These two statements do not agree with each other. An owner of a brick-and-mortar shop can't (legally) stand out the front and bar black people from entering, for example.


I believe that store can stop you from coming inside and photographing all the displays.

I don't think they can stop you from photographing through the window.

It's an interesting case.


In this case you go in and request the price and they tell you.

They can't stop you from sharing the price its public now.


We are just gonna beat this analogy to death, aren't we?

No, they didn't tell HiQ. In fact, HiQ is suing LinkedIn because LinkedIn refuse to tell them.

No, they did tell then stopped on 5th product.

LIN gives this information (product price) for first few questions, then if you ask about 5th price they say: 403, no more for you. WHILE IF at the same moment, different person (or you in proxy-ip-disguise) comes and asks for 5th product price, LIN happily (and publicly) gives this information.

And if the person comes wearing googlebot tshirt, LIN drops to knees and give a ..... full-db-dump-job ;) Bing/Baidu thsirts also fit. Source: www.linkedin.com/robots.txt

HiQ simply says: that's unfair you can't decide who is good and whois bad. Effectively LIN bans any google competitor (documented case).


No, but they can stand outside and bar pretty much everyone else from entering. Race or national origin discrimination is a very narrow exception to that.

No but they can define terms of entry that apply equally to everyone.

E.g. you may enter and look around. You may not take notes, pictures, or otherwise record what is here.

**Task 1**
Reproduce the comment thread verbatim from "I believe that" up to and including "its public now.".
**Task 2**
What source does the comment thread cite for the claim about the person wearing a googlebot T-shirt?

**Data items**
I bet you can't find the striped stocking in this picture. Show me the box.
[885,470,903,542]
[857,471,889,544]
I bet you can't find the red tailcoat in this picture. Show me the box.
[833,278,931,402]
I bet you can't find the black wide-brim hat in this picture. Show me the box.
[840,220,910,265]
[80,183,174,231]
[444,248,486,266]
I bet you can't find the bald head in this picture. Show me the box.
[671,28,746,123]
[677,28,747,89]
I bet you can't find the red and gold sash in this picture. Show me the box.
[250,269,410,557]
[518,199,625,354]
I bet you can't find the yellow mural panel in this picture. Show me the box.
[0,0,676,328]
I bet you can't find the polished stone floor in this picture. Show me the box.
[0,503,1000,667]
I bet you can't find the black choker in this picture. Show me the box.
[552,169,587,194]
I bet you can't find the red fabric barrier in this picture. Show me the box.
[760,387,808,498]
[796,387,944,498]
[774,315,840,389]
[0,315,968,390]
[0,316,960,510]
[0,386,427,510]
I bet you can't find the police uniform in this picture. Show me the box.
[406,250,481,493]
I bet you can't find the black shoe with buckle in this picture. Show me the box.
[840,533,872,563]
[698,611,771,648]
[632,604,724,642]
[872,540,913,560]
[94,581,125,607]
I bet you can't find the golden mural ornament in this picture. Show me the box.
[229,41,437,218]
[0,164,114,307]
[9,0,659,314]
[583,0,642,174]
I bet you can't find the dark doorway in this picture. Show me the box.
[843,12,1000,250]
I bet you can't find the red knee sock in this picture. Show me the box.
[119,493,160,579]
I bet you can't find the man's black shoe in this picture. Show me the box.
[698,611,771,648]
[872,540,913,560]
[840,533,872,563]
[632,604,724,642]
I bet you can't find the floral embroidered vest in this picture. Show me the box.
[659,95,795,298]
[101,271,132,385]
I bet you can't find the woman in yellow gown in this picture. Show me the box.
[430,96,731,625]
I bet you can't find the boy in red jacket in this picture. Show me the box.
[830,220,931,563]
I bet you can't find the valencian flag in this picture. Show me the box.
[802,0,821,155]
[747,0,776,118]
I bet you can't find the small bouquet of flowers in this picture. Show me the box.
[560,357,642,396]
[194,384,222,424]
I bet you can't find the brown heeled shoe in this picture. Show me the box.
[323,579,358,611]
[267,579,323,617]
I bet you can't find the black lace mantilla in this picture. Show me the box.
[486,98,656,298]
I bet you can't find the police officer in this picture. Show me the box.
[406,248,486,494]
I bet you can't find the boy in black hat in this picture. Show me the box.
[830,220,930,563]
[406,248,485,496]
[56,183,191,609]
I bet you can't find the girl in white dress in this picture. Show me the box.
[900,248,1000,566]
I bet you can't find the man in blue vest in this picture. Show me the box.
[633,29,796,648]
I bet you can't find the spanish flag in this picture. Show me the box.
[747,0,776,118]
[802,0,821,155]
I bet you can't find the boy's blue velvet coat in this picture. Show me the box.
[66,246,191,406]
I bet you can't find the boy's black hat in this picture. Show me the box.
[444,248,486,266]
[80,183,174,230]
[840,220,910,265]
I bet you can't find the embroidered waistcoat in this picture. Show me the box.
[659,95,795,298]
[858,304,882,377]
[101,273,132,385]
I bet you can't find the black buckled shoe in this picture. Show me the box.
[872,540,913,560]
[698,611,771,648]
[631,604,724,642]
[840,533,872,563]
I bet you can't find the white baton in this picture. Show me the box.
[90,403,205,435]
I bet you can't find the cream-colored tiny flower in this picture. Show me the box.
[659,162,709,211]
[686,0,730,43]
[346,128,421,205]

**Response 1**
I believe that store can stop you from coming inside and photographing all the displays.

I don't think they can stop you from photographing through the window.

It's an interesting case.


In this case you go in and request the price and they tell you.

They can't stop you from sharing the price its public now.

**Response 2**
www.linkedin.com/robots.txt